Task prompt:
Copy the R documentation text below from "NULL (default) or" to "one from ....", renaming "E.argList" to "estArgs" everywhere it occurs in that span.

Extract provided:
------------------------------------
NULL (default) or a list of arguments to be passed to calls to E from (a) MDEstimator (here this additional argument is only used if initial.est is missing), (b) getStartIC, and (c) kStepEstimator. Potential clashes with arguments of the same name in ... are resolved by inserting the items of argument list E.argList as named items, so in case of collisions the item of E.argList overwrites the existing one from ....

diagnostic

logical; if TRUE, diagnostic information on the performed integrations is gathered and shipped out as an attribute diagnostic of the return value of the estimators.

Author

Matthias Kohl Matthias.Kohl@stamats.de,
Peter Ruckdeschel peter.ruckdeschel@uni-oldenburg.de

Details

The functions compute optimally robust estimator for a given L2 differentiable parametric family; more specifically they are RMXEs, OMSEs, MBREs, and OBREs. The computation uses a k-step construction with an appropriate initial estimate; cf. also kStepEstimator. Valid candidates are e.g. Kolmogorov(-Smirnov) or von Mises minimum distance estimators (default); cf. Rieder (1994) and Kohl (2005).
------------------------------------
Record excerpts:
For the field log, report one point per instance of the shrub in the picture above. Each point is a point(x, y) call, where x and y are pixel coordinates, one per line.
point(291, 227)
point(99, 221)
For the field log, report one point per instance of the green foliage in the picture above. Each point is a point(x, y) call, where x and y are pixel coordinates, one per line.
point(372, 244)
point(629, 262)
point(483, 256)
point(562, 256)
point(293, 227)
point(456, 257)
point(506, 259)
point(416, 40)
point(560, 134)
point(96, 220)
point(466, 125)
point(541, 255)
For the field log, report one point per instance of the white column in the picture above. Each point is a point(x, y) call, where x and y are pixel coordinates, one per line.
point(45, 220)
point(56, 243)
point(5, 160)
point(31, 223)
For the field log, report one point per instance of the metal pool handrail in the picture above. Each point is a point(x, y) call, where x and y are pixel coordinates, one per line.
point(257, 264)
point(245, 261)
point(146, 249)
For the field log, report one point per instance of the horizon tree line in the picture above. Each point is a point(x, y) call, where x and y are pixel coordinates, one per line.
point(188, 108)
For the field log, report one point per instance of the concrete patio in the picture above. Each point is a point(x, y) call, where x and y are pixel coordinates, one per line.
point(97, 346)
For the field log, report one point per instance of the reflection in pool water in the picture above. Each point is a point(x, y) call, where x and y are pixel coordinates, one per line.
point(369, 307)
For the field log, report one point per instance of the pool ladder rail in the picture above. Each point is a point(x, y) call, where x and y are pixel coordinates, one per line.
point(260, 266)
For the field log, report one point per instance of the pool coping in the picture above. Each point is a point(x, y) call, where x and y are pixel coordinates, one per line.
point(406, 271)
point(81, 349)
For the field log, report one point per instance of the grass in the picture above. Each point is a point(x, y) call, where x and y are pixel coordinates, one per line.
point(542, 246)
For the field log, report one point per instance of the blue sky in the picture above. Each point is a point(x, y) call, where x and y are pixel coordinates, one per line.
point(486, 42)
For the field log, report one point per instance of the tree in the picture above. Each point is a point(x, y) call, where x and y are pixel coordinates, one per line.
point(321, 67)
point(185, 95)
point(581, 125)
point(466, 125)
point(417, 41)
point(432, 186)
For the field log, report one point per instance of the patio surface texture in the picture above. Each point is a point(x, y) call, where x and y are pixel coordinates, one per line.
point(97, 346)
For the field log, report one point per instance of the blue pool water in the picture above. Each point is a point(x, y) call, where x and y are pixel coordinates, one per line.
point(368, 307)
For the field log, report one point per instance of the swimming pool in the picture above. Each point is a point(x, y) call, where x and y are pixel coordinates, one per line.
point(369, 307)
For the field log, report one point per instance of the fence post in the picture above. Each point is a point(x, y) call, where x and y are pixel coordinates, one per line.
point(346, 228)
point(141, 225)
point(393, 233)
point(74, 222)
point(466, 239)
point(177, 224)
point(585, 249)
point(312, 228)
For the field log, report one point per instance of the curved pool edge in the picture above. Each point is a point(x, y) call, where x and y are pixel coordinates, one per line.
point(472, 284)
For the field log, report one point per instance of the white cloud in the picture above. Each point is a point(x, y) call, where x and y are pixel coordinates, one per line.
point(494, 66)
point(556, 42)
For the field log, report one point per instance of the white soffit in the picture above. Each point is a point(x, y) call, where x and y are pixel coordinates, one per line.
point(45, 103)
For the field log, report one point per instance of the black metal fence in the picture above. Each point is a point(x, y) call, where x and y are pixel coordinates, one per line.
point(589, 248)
------------------------------------
Solution:
NULL (default) or a list of arguments to be passed to calls to E from (a) MDEstimator (here this additional argument is only used if initial.est is missing), (b) getStartIC, and (c) kStepEstimator. Potential clashes with arguments of the same name in ... are resolved by inserting the items of argument list estArgs as named items, so in case of collisions the item of estArgs overwrites the existing one from ....